**WHAT YOU HAVE TO DO:**
Pull every line that includes the word "below" from the data.

[[ RECORDS TO PROCESS, beginning ]]

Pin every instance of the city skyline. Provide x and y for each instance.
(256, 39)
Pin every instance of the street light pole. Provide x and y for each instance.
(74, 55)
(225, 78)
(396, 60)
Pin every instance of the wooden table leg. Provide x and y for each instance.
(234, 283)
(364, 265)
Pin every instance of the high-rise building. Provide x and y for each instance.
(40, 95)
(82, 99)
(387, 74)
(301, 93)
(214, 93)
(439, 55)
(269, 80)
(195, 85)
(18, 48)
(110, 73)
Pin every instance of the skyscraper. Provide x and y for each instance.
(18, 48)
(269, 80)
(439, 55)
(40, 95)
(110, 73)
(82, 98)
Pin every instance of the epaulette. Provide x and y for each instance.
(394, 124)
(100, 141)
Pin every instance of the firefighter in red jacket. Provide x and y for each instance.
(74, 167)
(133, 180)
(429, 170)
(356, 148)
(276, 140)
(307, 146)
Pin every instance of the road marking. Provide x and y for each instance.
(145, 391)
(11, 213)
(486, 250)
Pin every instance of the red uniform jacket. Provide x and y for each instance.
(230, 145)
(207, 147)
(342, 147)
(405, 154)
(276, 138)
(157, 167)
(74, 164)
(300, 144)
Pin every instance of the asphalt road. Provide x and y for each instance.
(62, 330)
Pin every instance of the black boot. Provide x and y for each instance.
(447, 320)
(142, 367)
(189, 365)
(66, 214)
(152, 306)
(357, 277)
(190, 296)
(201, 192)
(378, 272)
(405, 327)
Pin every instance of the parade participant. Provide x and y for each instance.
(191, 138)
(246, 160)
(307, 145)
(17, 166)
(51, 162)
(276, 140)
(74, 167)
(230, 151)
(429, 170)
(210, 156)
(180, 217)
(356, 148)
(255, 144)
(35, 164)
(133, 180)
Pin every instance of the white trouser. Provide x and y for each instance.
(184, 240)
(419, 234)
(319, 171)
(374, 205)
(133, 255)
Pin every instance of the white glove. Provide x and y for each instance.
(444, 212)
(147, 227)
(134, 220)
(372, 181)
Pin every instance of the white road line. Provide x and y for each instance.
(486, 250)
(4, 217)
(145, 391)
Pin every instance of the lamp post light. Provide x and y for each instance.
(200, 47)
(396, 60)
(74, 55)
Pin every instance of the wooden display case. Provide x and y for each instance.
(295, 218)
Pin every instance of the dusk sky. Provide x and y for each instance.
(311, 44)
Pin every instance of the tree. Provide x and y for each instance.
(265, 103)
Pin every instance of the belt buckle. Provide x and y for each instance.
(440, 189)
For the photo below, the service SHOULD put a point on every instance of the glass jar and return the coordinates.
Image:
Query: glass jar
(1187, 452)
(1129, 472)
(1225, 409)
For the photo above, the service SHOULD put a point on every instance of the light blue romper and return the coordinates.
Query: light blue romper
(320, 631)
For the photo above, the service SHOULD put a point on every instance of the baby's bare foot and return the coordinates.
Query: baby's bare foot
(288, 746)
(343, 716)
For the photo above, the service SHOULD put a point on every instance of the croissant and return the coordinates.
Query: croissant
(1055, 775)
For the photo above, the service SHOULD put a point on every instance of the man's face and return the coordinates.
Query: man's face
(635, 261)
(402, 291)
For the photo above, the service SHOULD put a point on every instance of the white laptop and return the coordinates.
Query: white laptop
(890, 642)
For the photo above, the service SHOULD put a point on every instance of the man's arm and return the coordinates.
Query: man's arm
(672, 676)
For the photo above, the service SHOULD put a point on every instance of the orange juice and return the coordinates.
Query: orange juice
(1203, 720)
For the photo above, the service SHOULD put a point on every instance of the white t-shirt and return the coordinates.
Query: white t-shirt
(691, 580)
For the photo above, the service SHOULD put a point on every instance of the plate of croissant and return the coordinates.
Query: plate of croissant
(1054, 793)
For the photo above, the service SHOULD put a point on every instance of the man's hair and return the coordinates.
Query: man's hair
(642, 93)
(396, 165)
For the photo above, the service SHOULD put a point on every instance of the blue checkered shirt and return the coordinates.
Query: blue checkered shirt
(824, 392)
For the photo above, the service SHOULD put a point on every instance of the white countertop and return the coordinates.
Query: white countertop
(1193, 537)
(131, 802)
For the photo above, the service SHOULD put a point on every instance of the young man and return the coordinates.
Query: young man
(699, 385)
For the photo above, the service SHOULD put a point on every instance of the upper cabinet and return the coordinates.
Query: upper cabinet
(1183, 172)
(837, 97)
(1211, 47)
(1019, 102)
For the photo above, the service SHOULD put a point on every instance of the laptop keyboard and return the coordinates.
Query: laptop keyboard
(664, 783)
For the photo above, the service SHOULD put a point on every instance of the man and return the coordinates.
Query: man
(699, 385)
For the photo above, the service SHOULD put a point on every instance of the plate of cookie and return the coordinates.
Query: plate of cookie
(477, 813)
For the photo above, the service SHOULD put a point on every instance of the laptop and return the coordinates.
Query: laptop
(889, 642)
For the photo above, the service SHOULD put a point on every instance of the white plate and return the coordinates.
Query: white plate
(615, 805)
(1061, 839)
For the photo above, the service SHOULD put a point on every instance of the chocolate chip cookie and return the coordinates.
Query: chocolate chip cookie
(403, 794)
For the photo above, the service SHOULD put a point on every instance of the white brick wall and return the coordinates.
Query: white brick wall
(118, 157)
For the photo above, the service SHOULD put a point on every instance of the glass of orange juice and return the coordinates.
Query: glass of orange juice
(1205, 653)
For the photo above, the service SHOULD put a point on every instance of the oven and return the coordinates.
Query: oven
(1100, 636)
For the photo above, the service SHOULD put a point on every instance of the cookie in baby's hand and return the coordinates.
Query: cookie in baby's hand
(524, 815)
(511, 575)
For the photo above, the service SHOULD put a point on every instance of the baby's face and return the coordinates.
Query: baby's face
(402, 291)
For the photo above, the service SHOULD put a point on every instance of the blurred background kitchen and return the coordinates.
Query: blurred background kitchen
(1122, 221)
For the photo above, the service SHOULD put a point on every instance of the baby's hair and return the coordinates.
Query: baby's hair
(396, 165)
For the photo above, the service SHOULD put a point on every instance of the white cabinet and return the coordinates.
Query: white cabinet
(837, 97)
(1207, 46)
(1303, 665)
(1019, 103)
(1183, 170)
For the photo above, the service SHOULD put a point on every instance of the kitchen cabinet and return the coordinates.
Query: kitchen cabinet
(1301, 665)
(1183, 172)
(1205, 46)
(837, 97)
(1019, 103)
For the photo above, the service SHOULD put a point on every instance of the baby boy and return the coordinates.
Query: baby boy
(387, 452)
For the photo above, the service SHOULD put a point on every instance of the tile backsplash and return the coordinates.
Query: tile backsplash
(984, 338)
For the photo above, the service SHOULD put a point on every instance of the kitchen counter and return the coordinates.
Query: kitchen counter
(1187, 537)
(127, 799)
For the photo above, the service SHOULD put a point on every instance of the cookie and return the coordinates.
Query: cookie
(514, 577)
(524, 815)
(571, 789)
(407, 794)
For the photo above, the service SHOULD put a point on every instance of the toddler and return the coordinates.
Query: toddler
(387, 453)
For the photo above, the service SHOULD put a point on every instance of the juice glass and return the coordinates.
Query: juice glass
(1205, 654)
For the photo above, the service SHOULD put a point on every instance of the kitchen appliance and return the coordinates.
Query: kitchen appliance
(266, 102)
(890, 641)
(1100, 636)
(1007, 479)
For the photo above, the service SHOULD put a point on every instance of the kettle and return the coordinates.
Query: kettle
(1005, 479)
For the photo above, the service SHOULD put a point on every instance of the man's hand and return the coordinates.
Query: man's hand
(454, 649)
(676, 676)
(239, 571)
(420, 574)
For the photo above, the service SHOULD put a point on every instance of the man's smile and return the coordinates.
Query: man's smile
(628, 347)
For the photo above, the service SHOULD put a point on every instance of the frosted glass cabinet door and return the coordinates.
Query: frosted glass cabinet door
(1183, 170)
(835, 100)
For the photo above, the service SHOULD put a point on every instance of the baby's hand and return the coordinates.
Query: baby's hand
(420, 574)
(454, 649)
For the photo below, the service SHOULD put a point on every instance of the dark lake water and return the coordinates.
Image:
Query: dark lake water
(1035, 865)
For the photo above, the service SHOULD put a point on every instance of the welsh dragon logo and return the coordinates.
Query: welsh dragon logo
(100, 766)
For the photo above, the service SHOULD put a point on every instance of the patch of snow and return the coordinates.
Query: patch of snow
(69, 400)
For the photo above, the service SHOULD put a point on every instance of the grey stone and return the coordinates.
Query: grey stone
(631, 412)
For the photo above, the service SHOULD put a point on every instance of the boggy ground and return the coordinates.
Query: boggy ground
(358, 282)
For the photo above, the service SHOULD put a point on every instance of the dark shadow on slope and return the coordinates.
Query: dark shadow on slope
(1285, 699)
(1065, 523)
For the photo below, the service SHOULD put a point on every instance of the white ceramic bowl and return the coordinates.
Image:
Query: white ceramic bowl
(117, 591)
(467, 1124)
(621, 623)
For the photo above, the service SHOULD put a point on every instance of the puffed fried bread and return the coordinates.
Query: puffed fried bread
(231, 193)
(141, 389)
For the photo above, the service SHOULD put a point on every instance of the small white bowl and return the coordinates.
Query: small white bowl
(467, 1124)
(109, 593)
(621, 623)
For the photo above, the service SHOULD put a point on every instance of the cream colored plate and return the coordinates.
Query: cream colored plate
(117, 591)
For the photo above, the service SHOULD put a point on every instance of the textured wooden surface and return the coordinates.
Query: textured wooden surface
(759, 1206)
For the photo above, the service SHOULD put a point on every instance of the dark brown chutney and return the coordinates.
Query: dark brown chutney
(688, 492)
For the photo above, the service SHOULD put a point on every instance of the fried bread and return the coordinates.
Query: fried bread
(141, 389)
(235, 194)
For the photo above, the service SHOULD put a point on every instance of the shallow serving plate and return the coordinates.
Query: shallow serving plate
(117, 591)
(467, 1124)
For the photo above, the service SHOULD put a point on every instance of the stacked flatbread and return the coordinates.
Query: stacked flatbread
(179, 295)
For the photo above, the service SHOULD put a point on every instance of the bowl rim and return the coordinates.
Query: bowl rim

[[ RECORDS TO PROCESS, end ]]

**SOLUTION FOR THIS EXERCISE:**
For the photo below, the service SHOULD put a point on every instance of the glass jar and return the coordinates.
For the photo below, the service SHOULD put a point on every instance of the dark lake water and return the coordinates.
For the photo below, the service SHOULD put a point on every instance of the white ceramic bowl and return the coordinates.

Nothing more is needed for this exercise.